WORK TO DO
Locate the line that contains "Task: Where can the clasped" in the entries below. Retype it and all following lines through the final one, character for character.

(Entries from a pointing dataset)

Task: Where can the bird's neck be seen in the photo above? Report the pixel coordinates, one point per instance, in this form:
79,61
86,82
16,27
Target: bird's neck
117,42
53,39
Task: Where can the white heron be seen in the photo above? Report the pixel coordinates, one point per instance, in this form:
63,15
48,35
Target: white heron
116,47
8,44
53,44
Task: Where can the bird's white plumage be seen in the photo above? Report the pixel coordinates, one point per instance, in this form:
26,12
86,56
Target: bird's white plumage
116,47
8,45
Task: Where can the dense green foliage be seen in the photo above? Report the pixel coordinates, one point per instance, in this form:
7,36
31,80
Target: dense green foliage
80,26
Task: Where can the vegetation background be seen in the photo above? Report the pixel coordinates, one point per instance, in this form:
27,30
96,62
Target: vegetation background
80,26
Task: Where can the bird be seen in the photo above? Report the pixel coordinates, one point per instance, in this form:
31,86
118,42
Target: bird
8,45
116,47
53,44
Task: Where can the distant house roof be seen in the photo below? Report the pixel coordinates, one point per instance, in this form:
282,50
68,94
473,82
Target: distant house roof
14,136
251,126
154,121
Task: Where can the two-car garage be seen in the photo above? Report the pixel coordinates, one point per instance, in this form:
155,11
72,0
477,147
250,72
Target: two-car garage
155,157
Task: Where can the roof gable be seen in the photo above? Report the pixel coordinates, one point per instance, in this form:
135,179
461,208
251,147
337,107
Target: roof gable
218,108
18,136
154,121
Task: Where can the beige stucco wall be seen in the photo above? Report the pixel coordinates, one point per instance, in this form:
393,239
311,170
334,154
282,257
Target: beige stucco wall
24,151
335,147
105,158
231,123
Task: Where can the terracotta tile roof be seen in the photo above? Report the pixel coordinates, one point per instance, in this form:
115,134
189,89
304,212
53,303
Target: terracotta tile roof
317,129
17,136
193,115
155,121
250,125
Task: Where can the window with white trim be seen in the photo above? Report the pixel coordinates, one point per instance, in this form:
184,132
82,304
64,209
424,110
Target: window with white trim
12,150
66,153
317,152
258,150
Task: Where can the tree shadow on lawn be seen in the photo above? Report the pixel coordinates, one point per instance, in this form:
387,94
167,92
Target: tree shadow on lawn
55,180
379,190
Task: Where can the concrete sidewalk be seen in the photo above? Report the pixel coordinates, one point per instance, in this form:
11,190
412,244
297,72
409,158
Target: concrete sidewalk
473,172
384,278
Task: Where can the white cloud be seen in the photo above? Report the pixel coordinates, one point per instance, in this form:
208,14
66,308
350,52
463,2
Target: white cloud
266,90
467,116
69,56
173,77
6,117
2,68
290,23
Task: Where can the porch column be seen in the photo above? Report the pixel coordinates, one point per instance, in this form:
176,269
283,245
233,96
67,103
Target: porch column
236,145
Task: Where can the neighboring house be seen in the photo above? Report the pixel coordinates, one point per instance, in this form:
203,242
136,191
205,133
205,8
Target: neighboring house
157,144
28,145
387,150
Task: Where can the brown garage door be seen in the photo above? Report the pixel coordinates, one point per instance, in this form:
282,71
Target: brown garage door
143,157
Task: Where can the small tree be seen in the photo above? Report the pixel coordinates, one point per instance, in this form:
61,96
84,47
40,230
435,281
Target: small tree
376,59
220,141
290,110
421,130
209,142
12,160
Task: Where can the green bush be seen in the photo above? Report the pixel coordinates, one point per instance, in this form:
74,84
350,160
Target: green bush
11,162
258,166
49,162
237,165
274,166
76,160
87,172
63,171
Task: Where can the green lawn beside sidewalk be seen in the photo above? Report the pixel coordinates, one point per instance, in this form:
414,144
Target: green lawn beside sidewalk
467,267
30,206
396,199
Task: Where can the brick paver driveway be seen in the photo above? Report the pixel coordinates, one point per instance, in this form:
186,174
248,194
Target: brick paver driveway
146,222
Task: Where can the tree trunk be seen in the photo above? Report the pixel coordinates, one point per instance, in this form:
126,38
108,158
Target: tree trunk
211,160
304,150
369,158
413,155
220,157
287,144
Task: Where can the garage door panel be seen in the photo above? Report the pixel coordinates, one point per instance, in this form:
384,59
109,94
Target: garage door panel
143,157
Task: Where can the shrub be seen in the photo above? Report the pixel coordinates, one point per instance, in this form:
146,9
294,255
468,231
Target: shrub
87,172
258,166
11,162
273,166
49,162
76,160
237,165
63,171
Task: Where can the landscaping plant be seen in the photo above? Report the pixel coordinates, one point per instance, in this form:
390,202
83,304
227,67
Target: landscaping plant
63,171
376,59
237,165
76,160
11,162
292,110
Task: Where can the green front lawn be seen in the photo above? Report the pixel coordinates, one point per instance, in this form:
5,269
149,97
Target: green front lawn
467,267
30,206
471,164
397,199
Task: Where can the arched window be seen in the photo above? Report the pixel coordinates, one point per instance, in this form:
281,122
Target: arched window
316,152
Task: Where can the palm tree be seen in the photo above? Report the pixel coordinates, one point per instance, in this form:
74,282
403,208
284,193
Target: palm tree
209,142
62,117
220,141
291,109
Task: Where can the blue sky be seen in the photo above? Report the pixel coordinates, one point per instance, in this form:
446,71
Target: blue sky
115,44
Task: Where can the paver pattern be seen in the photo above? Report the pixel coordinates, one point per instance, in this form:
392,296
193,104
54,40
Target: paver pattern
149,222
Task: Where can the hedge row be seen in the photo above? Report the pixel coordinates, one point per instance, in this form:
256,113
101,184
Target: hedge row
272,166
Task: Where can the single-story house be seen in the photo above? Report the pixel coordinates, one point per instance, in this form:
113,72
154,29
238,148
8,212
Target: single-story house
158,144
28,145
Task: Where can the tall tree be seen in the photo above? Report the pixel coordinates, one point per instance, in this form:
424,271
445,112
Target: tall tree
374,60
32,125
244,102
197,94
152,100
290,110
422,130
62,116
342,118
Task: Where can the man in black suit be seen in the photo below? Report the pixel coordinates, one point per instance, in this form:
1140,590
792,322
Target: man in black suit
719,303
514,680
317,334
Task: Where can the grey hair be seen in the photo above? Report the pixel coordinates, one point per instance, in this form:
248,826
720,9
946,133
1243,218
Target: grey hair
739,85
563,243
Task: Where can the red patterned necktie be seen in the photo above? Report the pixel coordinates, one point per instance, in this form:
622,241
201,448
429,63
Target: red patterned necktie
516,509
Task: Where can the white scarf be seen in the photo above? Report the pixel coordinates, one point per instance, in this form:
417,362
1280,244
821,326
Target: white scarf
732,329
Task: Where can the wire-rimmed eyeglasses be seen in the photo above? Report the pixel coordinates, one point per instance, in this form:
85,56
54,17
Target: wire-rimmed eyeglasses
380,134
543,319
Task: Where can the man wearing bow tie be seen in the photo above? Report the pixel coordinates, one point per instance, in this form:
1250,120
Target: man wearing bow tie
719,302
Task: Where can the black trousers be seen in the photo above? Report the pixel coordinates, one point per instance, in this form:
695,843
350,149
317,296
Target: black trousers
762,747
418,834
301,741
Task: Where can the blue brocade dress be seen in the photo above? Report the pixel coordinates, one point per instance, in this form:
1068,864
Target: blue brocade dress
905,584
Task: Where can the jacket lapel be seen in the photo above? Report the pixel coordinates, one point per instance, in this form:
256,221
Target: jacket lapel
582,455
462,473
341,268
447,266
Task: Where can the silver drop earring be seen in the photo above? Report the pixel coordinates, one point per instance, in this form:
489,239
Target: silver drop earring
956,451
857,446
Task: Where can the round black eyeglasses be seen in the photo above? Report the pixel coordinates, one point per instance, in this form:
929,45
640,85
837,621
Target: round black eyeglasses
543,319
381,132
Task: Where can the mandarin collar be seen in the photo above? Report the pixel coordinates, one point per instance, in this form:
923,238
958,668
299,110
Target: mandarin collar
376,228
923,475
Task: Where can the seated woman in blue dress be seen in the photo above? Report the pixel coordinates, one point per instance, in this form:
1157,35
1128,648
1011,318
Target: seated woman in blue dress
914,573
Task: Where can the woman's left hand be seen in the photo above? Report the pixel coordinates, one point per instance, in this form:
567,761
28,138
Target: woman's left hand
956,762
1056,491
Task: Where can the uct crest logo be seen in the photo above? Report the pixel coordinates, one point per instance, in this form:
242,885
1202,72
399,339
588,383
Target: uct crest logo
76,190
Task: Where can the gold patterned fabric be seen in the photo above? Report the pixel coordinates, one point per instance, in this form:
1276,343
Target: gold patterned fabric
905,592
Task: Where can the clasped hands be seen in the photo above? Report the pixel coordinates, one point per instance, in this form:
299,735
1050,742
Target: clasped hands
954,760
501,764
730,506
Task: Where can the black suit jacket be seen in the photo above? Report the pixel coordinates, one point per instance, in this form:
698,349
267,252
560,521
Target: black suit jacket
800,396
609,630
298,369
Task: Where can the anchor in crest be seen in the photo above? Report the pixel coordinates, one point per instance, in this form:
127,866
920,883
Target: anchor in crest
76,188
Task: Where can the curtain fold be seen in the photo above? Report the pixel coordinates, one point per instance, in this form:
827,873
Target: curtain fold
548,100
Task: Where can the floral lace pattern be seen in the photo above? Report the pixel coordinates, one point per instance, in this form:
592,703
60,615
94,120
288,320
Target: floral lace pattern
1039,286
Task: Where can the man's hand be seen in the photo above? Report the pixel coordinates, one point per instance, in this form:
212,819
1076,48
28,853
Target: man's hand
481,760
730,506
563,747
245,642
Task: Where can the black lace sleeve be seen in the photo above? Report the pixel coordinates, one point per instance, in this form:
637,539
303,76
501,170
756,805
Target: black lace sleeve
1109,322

SOLUTION FOR THIS PROBLEM
Task: Where can the clasped hands be seen in the photo above? Report the pixel coordinates, one point per instance, in this form:
299,735
1050,742
Target: clasped hands
954,760
501,764
730,506
Task: Where can the black suit jacket be seen in the photo above? Report the pixel coordinates, one point per instance, in this form:
698,349
267,252
560,521
Target: black suit jacket
800,396
609,630
298,369
Task: Where can the anchor in crest be seen in the photo above? Report the pixel coordinates, one point per instance, in this form:
127,866
920,883
Target: anchor in crest
76,188
Task: Where can the curtain fold be seen in the photo above? Report the pixel coordinates, one point per instance, in this form:
827,873
Target: curtain fold
548,100
Task: Where can the floral lace pattern be seen in the photo above? Report the pixel coordinates, one point per instance, in this form:
592,703
60,615
94,120
288,320
Target: floral lace pattern
1039,286
Task: Where can the man's hand be seen in the photo above? Report the pixel coordinates, one point per instance, in this form:
212,819
1076,48
28,853
Target: man's hand
481,760
730,506
563,747
245,642
Task: Where can the black lace sleeve be seen in the photo above? Report the pixel coordinates, one point per instance, in this form:
637,539
303,76
501,170
756,805
Target: black lace sleeve
1109,322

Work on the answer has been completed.